• _Region labeling records_
____________________
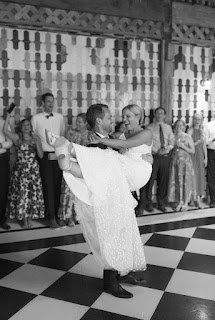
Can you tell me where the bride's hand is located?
[89,133,102,144]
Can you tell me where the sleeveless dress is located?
[7,143,45,220]
[63,144,152,275]
[192,128,206,196]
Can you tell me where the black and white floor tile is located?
[0,209,215,320]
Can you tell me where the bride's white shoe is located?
[45,129,59,147]
[46,129,77,171]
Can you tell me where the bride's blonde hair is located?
[122,104,144,126]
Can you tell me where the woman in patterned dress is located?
[168,120,196,211]
[4,114,45,229]
[58,113,89,227]
[187,113,207,208]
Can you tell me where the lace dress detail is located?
[64,144,152,275]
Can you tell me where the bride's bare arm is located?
[90,129,152,149]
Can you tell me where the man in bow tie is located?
[32,92,65,229]
[86,103,113,149]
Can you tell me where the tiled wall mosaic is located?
[173,45,215,124]
[0,28,160,124]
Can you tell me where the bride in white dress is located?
[48,105,152,276]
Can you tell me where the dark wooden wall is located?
[0,0,170,21]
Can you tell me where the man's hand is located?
[141,153,153,164]
[176,141,185,149]
[88,133,102,144]
[33,134,40,143]
[158,148,169,156]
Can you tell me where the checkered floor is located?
[0,209,215,320]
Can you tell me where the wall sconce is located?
[200,79,211,101]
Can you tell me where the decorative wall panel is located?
[172,23,215,46]
[0,2,162,39]
[0,28,160,124]
[173,45,215,124]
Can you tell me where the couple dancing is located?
[46,104,152,298]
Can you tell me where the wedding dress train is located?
[49,131,152,276]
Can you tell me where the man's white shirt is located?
[31,112,65,152]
____________________
• _SET EXERCISE_
Copy the part of the listing that opens with the line containing "Can you tell me where the sleeveless" and closes with the line containing "[46,129,77,171]", replacing "white shoe" with "satin shoe" and leaving all else unchanged.

• _THE COMPLETED TASK_
Can you tell me where the sleeveless dress is located?
[7,143,45,220]
[63,144,152,275]
[192,128,206,196]
Can you tell me where the black and white floor tile is located?
[0,209,215,320]
Can you tell me where the bride's satin shoe is located?
[45,129,59,147]
[46,129,77,171]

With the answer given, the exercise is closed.